GOAL OF THE EXERCISE:
Write the data below out again, with each line matching the original.

DATA:
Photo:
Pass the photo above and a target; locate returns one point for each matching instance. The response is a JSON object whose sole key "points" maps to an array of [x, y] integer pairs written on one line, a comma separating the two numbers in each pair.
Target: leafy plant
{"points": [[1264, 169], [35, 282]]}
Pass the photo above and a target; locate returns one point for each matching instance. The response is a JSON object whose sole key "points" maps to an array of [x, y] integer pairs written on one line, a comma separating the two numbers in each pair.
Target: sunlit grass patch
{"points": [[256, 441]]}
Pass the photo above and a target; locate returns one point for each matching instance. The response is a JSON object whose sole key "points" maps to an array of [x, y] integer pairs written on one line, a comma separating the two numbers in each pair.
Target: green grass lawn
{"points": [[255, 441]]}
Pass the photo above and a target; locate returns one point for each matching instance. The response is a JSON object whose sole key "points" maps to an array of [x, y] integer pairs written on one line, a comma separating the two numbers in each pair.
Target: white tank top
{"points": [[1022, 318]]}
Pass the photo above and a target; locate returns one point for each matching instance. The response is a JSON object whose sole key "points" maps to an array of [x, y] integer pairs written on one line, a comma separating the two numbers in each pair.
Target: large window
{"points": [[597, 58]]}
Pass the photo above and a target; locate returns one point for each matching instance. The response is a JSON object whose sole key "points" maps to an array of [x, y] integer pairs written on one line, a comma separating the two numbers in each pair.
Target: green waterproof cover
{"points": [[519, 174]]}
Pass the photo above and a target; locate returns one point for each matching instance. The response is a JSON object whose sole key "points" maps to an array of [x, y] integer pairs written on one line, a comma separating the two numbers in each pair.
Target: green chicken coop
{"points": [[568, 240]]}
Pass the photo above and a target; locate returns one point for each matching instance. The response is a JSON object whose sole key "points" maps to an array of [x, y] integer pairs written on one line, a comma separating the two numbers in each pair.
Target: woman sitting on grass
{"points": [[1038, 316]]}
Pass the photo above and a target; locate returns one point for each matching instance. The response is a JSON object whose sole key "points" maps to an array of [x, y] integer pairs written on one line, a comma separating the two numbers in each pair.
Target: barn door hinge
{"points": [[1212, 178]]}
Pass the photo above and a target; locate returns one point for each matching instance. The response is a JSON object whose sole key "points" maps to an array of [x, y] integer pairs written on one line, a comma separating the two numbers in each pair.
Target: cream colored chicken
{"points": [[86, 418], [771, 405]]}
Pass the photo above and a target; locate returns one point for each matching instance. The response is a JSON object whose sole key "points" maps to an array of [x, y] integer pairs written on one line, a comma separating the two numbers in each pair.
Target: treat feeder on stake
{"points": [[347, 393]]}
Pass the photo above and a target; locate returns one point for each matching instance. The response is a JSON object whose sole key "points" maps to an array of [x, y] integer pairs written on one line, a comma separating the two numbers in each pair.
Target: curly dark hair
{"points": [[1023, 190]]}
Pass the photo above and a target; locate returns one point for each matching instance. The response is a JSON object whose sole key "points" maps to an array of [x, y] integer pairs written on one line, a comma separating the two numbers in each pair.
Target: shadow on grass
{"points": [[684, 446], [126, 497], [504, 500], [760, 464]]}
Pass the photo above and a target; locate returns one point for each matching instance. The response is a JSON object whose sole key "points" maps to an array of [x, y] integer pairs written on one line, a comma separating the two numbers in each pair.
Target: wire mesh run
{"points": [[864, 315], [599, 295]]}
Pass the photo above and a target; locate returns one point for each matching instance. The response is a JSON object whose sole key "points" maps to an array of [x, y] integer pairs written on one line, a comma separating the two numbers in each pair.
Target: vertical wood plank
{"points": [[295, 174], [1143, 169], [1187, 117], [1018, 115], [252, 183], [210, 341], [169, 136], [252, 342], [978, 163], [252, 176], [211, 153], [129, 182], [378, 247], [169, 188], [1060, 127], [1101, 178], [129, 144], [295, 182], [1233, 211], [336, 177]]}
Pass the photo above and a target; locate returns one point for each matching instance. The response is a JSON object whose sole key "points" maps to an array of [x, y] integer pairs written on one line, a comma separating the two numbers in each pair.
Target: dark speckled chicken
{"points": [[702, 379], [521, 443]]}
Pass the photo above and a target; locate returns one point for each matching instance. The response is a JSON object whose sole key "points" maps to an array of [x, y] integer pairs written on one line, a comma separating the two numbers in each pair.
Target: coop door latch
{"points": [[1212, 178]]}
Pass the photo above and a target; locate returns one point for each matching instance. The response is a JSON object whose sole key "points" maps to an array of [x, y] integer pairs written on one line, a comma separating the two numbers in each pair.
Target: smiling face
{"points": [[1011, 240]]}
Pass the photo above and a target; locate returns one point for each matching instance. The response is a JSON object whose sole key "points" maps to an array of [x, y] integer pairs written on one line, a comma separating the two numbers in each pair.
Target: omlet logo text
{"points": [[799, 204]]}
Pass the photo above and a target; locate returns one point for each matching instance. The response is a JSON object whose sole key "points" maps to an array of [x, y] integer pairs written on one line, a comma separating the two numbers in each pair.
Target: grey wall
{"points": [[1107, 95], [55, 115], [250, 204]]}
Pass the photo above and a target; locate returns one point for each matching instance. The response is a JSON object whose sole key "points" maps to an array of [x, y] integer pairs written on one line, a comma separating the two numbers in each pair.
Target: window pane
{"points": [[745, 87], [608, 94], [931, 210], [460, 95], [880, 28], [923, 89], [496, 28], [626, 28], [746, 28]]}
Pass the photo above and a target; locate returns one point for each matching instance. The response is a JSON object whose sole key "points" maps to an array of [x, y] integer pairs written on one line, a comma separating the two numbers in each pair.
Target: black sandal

RESPONSE TO THE EXERCISE:
Photo:
Pass the photo above and a target; locate returns one point for each matching instance. The response is a JSON object whose sole key "points" maps to an array of [x, y] integer pairs written on one line, a comma separating the two numbers in each pair.
Target: leafy plant
{"points": [[1264, 169], [35, 282]]}
Pass the photo above and a target; locate returns one point for each matching instance. The response is a JSON object whose sole key "points" maps to an array of [x, y] integer pairs written on one line, a comma separating the two numbers in each pair.
Target: sunlit grass patch
{"points": [[256, 441]]}
Pass the photo above and a target; locate returns one point for each matching instance. The response is a JSON object whose sole key "points" maps to an array of [x, y] integer pairs written on one line, a comma separating the two numbers in each pair.
Target: green grass lawn
{"points": [[255, 441]]}
Pass the photo above and a target; locate returns one point for each matching instance. The response is a JSON object whose sole key "points" maps to an array of [x, y] integer pairs written on one line, a comma separating the two numbers in each pair.
Target: white tank top
{"points": [[1022, 318]]}
Pass the photo above and a target; locate returns one point for each matching instance. The response is a JSON object whose sole key "points" maps to an array of [x, y] integer pairs written on one line, a comma separating the two numbers in each pair.
Target: large window
{"points": [[597, 58]]}
Pass the photo above and a target; locate returns one point for each matching instance. The response is a JSON object whose sole key "points" maps to an array of [x, y] integer pairs written on one line, a comma separating the two numbers in each pair.
Target: green waterproof cover
{"points": [[519, 174]]}
Pass the photo above and a target; locate returns one point for each matching instance. The response is a JSON object whose sole key "points" maps to an array of [x, y] integer pairs written on one line, a comma separating the two numbers in each pair.
Target: green chicken coop
{"points": [[568, 240]]}
Pass the photo above and a target; locate returns one point for each matching instance. The response is a JSON object whose sole key "points" maps to an array of [x, y] integer pairs written on one line, a comma separating the two numbers in each pair.
Target: woman sitting on grass
{"points": [[1038, 316]]}
Pass the photo above and a target; locate returns one point for each matching instance. The response is a JSON object whose sole key "points" maps to an array of [x, y] integer pairs written on one line, a comma separating the two numbers in each pair.
Target: barn door hinge
{"points": [[1212, 178]]}
Pass the photo above and a target; locate returns one point for each matching instance. The response is a JSON object whose sole key "points" maps to an array of [x, y] integer pairs written on one line, a comma separating the two numbers in each pair.
Target: cream colored chicken
{"points": [[86, 418], [771, 405]]}
Pass the photo above and a target; locate returns one point for each matching instance. The response is a JSON object whose sole key "points" maps to an array of [x, y] integer pairs written on one line, a comma separating the two numbers in each pair.
Target: treat feeder on stake
{"points": [[347, 393]]}
Pass the photo above and a target; locate returns one point for each matching instance. The response is a JSON object whose sole key "points" maps to an array of [x, y] integer pairs written on one line, a comma separating the two numbers in each pair.
Target: curly dark hair
{"points": [[1023, 190]]}
Pass the photo above and a target; locate returns one point for each matching instance. The response is a JSON object whose sole key "points" maps to an array of [x, y] integer pairs written on one line, a comma separating the two numbers in each pair.
Target: shadow on grass
{"points": [[684, 446], [126, 497], [504, 500], [760, 464]]}
Pass the photo above and a target; locate returns one point for each matching instance. The response is a JSON object whose sole key "points" maps to an array of [x, y] integer pairs written on one line, a comma separating the two numbers in each pair.
Target: wire mesh run
{"points": [[864, 315], [599, 295]]}
Pass the photo above and a target; locate returns one point for each matching instance. The response is a JSON object whose sole key "points" maps to an array of [x, y] integer pairs written on one line, a comma separating the two numbers in each pair.
Target: vertical wood plank
{"points": [[295, 174], [1143, 169], [1187, 117], [1018, 115], [252, 183], [210, 341], [169, 136], [252, 342], [978, 163], [252, 176], [211, 153], [129, 182], [378, 247], [169, 188], [1060, 127], [1101, 178], [129, 144], [295, 182], [1233, 211], [336, 177]]}
Pass the photo above and a target; locate returns one point for each matching instance. The response is a JSON object whose sole key "points" maps to an array of [x, y] integer pairs written on one line, a comma separating the two numbers in each pair.
Target: dark speckled chicken
{"points": [[702, 379], [521, 443]]}
Pass the photo above and a target; locate returns one point for each matching instance. The response is a JSON object whose sole key "points" maps to an array of [x, y] integer pairs written on one line, a comma separating the two numbers in each pair.
Target: coop door latch
{"points": [[1212, 178]]}
Pass the photo above and a target; locate returns one point for each matching instance. The response is a JSON object whose sole key "points" maps to an array of [x, y] integer pairs written on one line, a comma separating the two numbers in each pair.
Target: smiling face
{"points": [[1011, 240]]}
Pass the photo above and a target; locate returns one point for each matching instance. The response is a JSON object whose sole key "points" maps to an array of [x, y] integer pairs written on one line, a comma separating the two numbers in each pair.
Target: omlet logo text
{"points": [[799, 204]]}
Pass the photo above and a target; locate returns one point for each matching instance. The response is a JSON object whose sole key "points" maps to an array of [x, y] integer pairs written on one line, a comma separating the two numbers in each pair.
Target: grey wall
{"points": [[1107, 95], [55, 115], [250, 204]]}
Pass the photo above and a target; locate returns one point for each matching instance. The response is a JSON object whose sole key "points" maps to an array of [x, y] integer pairs written on one line, a comma separating the two numbers in each pair.
Target: window pane
{"points": [[745, 87], [608, 94], [931, 210], [460, 95], [880, 28], [923, 89], [496, 28], [626, 28], [746, 28]]}
Pass the photo above and a target; locate returns one point for each matching instance. The response is a JSON object whose sole key "points" maps to an array of [x, y] integer pairs written on one line, a comma separating the two numbers in each pair.
Target: black sandal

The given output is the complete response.